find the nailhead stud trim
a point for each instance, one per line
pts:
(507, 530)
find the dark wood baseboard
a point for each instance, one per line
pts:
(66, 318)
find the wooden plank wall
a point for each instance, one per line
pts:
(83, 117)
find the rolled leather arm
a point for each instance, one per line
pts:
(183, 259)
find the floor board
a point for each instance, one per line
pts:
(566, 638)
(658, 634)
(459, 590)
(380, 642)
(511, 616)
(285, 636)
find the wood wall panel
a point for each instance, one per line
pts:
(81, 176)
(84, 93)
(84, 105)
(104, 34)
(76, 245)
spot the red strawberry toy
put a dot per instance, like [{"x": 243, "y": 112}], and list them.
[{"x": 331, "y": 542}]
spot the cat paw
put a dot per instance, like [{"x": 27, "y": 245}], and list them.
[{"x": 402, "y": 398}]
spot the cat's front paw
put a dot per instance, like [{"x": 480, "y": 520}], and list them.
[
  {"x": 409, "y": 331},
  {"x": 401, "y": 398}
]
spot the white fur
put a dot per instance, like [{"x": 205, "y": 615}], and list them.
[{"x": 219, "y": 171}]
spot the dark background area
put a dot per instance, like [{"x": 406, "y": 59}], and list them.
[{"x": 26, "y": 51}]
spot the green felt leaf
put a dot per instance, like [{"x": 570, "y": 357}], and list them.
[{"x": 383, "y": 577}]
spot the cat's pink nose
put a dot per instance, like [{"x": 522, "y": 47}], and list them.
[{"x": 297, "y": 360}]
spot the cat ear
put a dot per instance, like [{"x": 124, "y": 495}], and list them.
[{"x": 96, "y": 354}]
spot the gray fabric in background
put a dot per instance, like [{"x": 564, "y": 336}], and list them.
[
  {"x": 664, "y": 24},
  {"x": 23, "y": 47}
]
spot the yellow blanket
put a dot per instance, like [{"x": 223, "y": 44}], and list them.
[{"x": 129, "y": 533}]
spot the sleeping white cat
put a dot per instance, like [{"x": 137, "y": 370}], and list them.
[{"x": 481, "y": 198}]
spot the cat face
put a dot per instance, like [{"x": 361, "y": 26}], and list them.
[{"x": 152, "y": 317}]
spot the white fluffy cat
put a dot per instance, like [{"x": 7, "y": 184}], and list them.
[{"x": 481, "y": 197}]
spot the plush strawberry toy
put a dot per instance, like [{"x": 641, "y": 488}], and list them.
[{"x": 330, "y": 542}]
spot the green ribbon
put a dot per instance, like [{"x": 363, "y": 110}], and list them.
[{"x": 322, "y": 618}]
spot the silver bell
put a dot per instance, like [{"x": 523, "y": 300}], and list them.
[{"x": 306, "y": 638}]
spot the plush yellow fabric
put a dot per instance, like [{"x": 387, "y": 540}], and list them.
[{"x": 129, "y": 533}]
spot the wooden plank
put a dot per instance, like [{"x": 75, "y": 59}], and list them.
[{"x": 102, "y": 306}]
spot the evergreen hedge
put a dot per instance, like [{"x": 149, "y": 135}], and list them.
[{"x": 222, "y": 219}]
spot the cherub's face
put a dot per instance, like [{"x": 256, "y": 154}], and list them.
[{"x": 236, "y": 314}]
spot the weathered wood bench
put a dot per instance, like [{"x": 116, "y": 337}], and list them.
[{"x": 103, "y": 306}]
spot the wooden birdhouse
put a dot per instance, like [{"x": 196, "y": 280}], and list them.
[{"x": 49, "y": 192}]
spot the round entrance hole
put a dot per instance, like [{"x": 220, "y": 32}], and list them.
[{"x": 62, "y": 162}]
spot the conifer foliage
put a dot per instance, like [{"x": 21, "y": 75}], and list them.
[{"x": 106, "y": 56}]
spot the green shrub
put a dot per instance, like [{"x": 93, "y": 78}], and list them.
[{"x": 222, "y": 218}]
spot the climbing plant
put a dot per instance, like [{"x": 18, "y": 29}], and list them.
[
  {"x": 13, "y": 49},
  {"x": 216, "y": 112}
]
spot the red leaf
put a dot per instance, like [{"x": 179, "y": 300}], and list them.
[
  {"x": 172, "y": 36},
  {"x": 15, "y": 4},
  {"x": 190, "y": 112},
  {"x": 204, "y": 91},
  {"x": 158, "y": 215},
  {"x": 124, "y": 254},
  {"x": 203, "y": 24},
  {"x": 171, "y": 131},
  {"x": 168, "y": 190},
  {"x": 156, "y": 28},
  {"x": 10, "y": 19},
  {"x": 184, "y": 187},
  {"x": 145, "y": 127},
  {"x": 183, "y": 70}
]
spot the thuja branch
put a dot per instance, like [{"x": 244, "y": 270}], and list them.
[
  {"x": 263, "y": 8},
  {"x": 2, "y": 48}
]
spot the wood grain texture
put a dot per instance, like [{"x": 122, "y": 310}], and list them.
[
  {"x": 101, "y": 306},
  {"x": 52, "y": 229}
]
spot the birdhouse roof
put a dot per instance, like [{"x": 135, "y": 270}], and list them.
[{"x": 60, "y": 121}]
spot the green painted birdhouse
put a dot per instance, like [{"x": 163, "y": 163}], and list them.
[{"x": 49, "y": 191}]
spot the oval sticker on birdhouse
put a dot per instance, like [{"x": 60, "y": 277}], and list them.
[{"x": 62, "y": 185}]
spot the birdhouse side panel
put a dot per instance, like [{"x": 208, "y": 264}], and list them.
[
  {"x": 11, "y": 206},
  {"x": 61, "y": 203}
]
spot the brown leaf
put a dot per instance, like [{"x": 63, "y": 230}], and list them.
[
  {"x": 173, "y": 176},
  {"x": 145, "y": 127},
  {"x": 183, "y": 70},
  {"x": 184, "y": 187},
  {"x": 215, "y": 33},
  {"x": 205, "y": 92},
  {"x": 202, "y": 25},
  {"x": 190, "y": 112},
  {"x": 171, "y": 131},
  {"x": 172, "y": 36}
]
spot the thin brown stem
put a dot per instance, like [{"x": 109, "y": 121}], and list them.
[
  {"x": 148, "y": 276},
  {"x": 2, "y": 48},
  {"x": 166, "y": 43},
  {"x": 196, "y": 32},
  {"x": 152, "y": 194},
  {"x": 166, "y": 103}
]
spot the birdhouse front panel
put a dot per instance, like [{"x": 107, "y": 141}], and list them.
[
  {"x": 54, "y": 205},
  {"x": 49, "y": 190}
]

■ ■ ■ ■

What you have to do: Reproduce the entries above exactly.

Response to the task:
find the nailhead stud trim
a point for each instance, one per line
pts:
(507, 530)
find the dark wood baseboard
a point for each instance, one per line
pts:
(66, 318)
find the wooden plank wall
a point for each instance, one per line
pts:
(83, 117)
find the rolled leather arm
a point for each instance, one per line
pts:
(183, 259)
find the floor board
a point for each instance, one per line
pts:
(566, 638)
(658, 634)
(459, 590)
(380, 642)
(511, 616)
(285, 636)
find the wood wall panel
a point for each instance, one per line
pts:
(81, 176)
(84, 93)
(84, 105)
(104, 34)
(76, 245)
spot the red strawberry toy
put a dot per instance, like [{"x": 243, "y": 112}], and list them.
[{"x": 331, "y": 542}]
spot the cat paw
put a dot per instance, like [{"x": 27, "y": 245}], and list them.
[{"x": 402, "y": 398}]
spot the cat's front paw
put a dot per instance, like [{"x": 480, "y": 520}], and list them.
[
  {"x": 409, "y": 331},
  {"x": 401, "y": 398}
]
spot the white fur
put a dot per instance, like [{"x": 205, "y": 615}], and list them.
[{"x": 219, "y": 171}]
spot the dark background area
put a dot per instance, like [{"x": 406, "y": 59}], and list them.
[{"x": 26, "y": 51}]
spot the green felt leaf
put a dot per instance, like [{"x": 570, "y": 357}], and list them.
[{"x": 383, "y": 577}]
spot the cat's pink nose
put a dot per instance, like [{"x": 522, "y": 47}], and list them.
[{"x": 297, "y": 360}]
spot the cat ear
put a dot per instance, like [{"x": 124, "y": 495}], and list them.
[{"x": 96, "y": 354}]
spot the gray fabric in background
put a dot per instance, like [{"x": 564, "y": 336}], and list them.
[
  {"x": 664, "y": 24},
  {"x": 23, "y": 47}
]
spot the yellow blanket
put a dot per instance, like [{"x": 223, "y": 44}], and list them.
[{"x": 129, "y": 533}]
spot the sleeping white cat
put a dot per instance, like [{"x": 137, "y": 370}], and list them.
[{"x": 481, "y": 198}]
spot the cat face
put a dot per instance, like [{"x": 361, "y": 26}], and list them.
[{"x": 152, "y": 317}]
spot the white fluffy cat
put a dot per instance, like [{"x": 7, "y": 184}], and list them.
[{"x": 481, "y": 197}]
spot the plush strawberry toy
put a dot per instance, like [{"x": 641, "y": 488}], and list them.
[{"x": 330, "y": 542}]
spot the green ribbon
put a dot per instance, like [{"x": 363, "y": 110}], and list them.
[{"x": 322, "y": 618}]
spot the silver bell
put a dot per instance, like [{"x": 523, "y": 300}], and list them.
[{"x": 306, "y": 638}]
spot the plush yellow fabric
put a dot per instance, like [{"x": 387, "y": 540}], and list them.
[{"x": 129, "y": 533}]
spot the wooden plank
put a dot per instance, like [{"x": 75, "y": 59}], and list them.
[{"x": 102, "y": 306}]
spot the evergreen hedge
put a dot per instance, like [{"x": 149, "y": 135}], and list them.
[{"x": 222, "y": 219}]
spot the cherub's face
put a dot per instance, like [{"x": 256, "y": 154}], and list them.
[{"x": 236, "y": 314}]
spot the weathered wood bench
put a dot per instance, like [{"x": 116, "y": 337}], and list them.
[{"x": 103, "y": 306}]
spot the wooden birdhouse
put a dot per instance, like [{"x": 196, "y": 280}], and list them.
[{"x": 49, "y": 192}]
spot the round entrance hole
put a dot per instance, like [{"x": 220, "y": 32}], and list them.
[{"x": 62, "y": 162}]
spot the conifer foliage
put a dot per instance, like [{"x": 21, "y": 75}], and list them.
[{"x": 106, "y": 56}]
spot the green shrub
put a dot per instance, like [{"x": 93, "y": 78}], and list them.
[{"x": 222, "y": 218}]
spot the climbing plant
put a dot per instance, like [{"x": 18, "y": 29}], and list them.
[
  {"x": 13, "y": 49},
  {"x": 216, "y": 112}
]
spot the red leaf
put a dot per instance, like [{"x": 179, "y": 300}], and list them.
[
  {"x": 172, "y": 36},
  {"x": 15, "y": 4},
  {"x": 190, "y": 112},
  {"x": 204, "y": 91},
  {"x": 158, "y": 215},
  {"x": 124, "y": 254},
  {"x": 203, "y": 24},
  {"x": 171, "y": 131},
  {"x": 168, "y": 190},
  {"x": 156, "y": 28},
  {"x": 10, "y": 19},
  {"x": 184, "y": 187},
  {"x": 145, "y": 127},
  {"x": 183, "y": 70}
]
spot the thuja branch
put a dot per instance, like [{"x": 244, "y": 270}], and list them.
[
  {"x": 263, "y": 8},
  {"x": 2, "y": 48}
]
spot the wood grain texture
put a dot per instance, like [{"x": 122, "y": 310}], and list them.
[
  {"x": 101, "y": 306},
  {"x": 52, "y": 229}
]
spot the birdhouse roof
put a dot per instance, like [{"x": 135, "y": 270}], and list them.
[{"x": 60, "y": 121}]
spot the green painted birdhouse
put a dot per instance, like [{"x": 163, "y": 163}], and list them.
[{"x": 49, "y": 191}]
spot the oval sticker on birdhouse
put a dot per instance, like [{"x": 60, "y": 277}], and list them.
[{"x": 62, "y": 185}]
spot the birdhouse side panel
put a dot per instance, like [{"x": 208, "y": 264}], and list them.
[
  {"x": 11, "y": 206},
  {"x": 61, "y": 203}
]
spot the brown leaf
put a dot per instance, like [{"x": 63, "y": 230}], and list them.
[
  {"x": 173, "y": 176},
  {"x": 145, "y": 127},
  {"x": 183, "y": 70},
  {"x": 184, "y": 187},
  {"x": 215, "y": 33},
  {"x": 205, "y": 92},
  {"x": 202, "y": 25},
  {"x": 190, "y": 112},
  {"x": 171, "y": 131},
  {"x": 172, "y": 36}
]
spot the thin brown stem
put a dot per instance, like [{"x": 109, "y": 121}], and list them.
[
  {"x": 148, "y": 276},
  {"x": 2, "y": 48},
  {"x": 166, "y": 43},
  {"x": 196, "y": 32},
  {"x": 152, "y": 194},
  {"x": 166, "y": 103}
]
spot the birdhouse front panel
put a dot per instance, like [{"x": 107, "y": 141}], and list them.
[
  {"x": 54, "y": 205},
  {"x": 49, "y": 190}
]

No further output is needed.